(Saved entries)
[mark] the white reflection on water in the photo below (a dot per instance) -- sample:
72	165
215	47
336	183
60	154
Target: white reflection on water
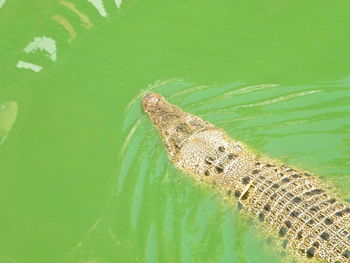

» Exercise: Repeat the records above exactly. Pictures do not belong in the copy.

» Written answer:
[mark] the white reflection on water in the photo below (a dot per instance) -- sample:
72	165
215	47
336	183
60	154
Target: white reflection on water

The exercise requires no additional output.